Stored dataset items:
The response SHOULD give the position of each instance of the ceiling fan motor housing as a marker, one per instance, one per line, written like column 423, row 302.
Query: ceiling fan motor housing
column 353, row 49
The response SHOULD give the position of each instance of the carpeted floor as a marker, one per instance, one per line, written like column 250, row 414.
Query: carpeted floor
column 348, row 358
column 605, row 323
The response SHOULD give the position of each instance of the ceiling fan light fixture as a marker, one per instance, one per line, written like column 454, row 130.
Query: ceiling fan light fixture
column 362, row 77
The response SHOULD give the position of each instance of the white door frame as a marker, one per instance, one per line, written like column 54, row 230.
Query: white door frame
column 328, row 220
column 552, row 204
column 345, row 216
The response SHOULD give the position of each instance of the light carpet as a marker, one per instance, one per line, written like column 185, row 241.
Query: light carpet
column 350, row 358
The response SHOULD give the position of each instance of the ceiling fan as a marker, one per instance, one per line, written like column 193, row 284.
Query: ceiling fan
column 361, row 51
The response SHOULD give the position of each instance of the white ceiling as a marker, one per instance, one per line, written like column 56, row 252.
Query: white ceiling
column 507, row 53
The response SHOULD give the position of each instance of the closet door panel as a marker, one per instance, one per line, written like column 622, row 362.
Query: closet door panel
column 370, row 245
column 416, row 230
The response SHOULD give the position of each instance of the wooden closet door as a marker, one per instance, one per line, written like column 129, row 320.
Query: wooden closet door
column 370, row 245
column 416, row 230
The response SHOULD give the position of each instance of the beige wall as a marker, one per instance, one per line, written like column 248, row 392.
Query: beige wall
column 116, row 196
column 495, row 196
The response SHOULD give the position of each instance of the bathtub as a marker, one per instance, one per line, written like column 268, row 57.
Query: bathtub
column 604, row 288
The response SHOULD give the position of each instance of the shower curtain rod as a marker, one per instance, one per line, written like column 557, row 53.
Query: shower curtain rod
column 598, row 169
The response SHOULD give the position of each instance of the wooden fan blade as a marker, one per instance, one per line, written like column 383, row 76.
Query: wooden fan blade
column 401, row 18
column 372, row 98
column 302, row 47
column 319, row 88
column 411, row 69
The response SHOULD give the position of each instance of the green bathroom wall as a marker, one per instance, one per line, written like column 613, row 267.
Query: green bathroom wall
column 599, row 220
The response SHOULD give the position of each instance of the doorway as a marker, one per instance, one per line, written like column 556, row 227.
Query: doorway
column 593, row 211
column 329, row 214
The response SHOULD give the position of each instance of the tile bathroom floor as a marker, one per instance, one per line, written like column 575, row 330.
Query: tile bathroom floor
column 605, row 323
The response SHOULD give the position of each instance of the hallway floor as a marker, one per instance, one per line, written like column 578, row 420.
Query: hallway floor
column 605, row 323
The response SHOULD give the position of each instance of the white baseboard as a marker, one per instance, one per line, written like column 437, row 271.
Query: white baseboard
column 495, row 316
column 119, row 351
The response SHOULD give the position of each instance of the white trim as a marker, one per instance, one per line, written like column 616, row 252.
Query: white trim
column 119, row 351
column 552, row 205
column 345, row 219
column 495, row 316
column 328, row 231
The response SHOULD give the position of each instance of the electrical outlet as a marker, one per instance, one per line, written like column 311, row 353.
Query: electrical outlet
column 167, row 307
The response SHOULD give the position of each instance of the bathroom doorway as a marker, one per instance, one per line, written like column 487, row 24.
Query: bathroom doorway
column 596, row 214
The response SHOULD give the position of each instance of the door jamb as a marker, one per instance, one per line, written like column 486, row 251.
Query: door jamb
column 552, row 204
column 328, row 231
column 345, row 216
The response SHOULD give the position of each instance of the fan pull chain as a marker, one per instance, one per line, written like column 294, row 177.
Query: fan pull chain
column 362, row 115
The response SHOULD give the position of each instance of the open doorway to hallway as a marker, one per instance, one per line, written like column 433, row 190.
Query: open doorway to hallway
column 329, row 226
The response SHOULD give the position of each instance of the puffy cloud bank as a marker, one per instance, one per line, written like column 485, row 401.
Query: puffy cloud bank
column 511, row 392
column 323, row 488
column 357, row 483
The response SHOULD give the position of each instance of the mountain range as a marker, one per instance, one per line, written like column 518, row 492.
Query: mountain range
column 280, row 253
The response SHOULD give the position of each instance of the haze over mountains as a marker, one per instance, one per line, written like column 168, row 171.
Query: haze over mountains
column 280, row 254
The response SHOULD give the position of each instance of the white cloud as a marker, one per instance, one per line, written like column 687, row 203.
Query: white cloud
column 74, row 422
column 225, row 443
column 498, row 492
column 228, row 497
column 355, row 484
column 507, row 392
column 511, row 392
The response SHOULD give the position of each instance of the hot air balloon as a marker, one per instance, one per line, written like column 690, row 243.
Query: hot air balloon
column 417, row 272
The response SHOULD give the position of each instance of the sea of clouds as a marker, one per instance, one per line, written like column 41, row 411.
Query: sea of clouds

§ **ABOUT THIS EXERCISE**:
Could you transcribe every entry exactly, without altering anything?

§ **ANSWER TO THIS PROBLEM**:
The response SHOULD give the position of each instance of the ceiling fan motor housing as a marker, one per instance, one per line, written like column 423, row 302.
Query: ceiling fan motor housing
column 353, row 49
The response SHOULD give the position of each instance of the carpeted floor as a marker, one per instance, one per line, written like column 250, row 414.
Query: carpeted floor
column 348, row 358
column 605, row 323
The response SHOULD give the position of each instance of the ceiling fan light fixture as a marker, one per instance, one per line, written like column 454, row 130.
Query: ceiling fan light fixture
column 362, row 77
The response SHOULD give the position of each instance of the white door frame as a marker, one per instance, one per line, written like column 54, row 230.
Query: white door frame
column 328, row 220
column 552, row 204
column 345, row 216
The response SHOULD give the position of each instance of the light carpet as a marker, one per instance, one per line, written like column 185, row 241.
Query: light carpet
column 350, row 358
The response SHOULD give the position of each instance of the ceiling fan as a marker, one per instance, one per line, written like column 193, row 284.
Query: ceiling fan
column 361, row 51
The response SHOULD give the position of each instance of the white ceiling as a marker, one per instance, one per line, written like column 56, row 252.
Query: white ceiling
column 507, row 53
The response SHOULD give the position of each instance of the closet door panel as a marker, one per instance, one per line, written like column 622, row 362.
Query: closet door panel
column 370, row 245
column 416, row 230
The response SHOULD give the position of each instance of the wooden closet door as a marker, one per instance, one per line, written like column 129, row 320.
Query: wooden closet door
column 370, row 245
column 416, row 230
The response SHOULD give the position of each instance of the beige wall as a marker, one per instance, one per line, written like column 248, row 392.
Query: beige wall
column 116, row 196
column 495, row 196
The response SHOULD give the position of each instance of the bathtub as a marker, one per instance, one per line, written like column 268, row 57.
Query: bathtub
column 604, row 288
The response SHOULD give the position of each instance of the shower curtain rod as a marker, one per instance, one per line, written like column 557, row 53.
Query: shower curtain rod
column 598, row 169
The response SHOULD give the position of each instance of the wooden fan blade as a marker, one per instance, one per line, written like column 383, row 76.
Query: wooden fan blade
column 401, row 18
column 372, row 98
column 302, row 47
column 319, row 88
column 411, row 69
The response SHOULD give the position of each instance of the green bathroom wall as a marker, one per instance, one per line, written like column 613, row 267.
Query: green bathroom wall
column 599, row 220
The response SHOULD give the position of each instance of the doorway as a marker, one per instance, one per line, written like column 556, row 227.
Query: doorway
column 593, row 211
column 329, row 214
The response SHOULD give the position of each instance of the tile bathroom floor as a marker, one per instance, one per line, written like column 575, row 330.
Query: tile bathroom floor
column 605, row 323
The response SHOULD give the position of each instance of the hallway floor as a marker, one per instance, one per line, written like column 578, row 420.
Query: hallway floor
column 605, row 323
The response SHOULD give the position of each instance of the white baseboard as a marker, one per instance, one per line, written like column 437, row 271.
Query: white baseboard
column 495, row 316
column 119, row 351
The response SHOULD give the position of each instance of the white trim as a marker, one per instance, one per line, written like column 616, row 252.
Query: white trim
column 119, row 351
column 552, row 205
column 345, row 219
column 495, row 316
column 328, row 231
The response SHOULD give the position of each instance of the electrical outlet as a marker, one per instance, one per line, written like column 311, row 353.
Query: electrical outlet
column 167, row 307
The response SHOULD give the position of each instance of the bathroom doorway as a marker, one per instance, one per line, written like column 487, row 24.
Query: bathroom doorway
column 596, row 214
The response SHOULD give the position of each instance of the door jamb as a marker, one per instance, one per line, written like column 486, row 251.
Query: door jamb
column 552, row 204
column 328, row 231
column 345, row 216
The response SHOULD give the position of each instance of the fan pull chain as a marker, one per instance, one per line, written like column 294, row 177.
Query: fan pull chain
column 362, row 115
The response SHOULD give the position of each instance of the open doorway to hallway as a marker, one per instance, one per line, written like column 433, row 190.
Query: open doorway to hallway
column 329, row 226
The response SHOULD give the position of each instance of the puffy cloud bank as a marker, one per instance, one per line, written like column 485, row 401.
Query: puffy cloud bank
column 511, row 392
column 323, row 488
column 357, row 483
The response SHOULD give the position of each instance of the mountain range as a marker, one per instance, one per line, written like column 518, row 492.
Query: mountain range
column 280, row 253
The response SHOULD give the position of each instance of the haze over mountains as a marker, one per instance, one per line, written like column 168, row 171.
Query: haze over mountains
column 280, row 254
The response SHOULD give the position of each instance of the white cloud as a marker, one per instance, one per line, written like column 687, row 203.
Query: white cloud
column 74, row 422
column 225, row 443
column 498, row 492
column 228, row 497
column 355, row 484
column 507, row 392
column 511, row 392
The response SHOULD give the position of each instance of the hot air balloon as a marker, one per instance, one per line, written like column 690, row 243.
Query: hot air balloon
column 417, row 272
The response SHOULD give the position of each instance of the sea of clouds as a marker, one per instance, one per line, written like column 41, row 411.
Query: sea of clouds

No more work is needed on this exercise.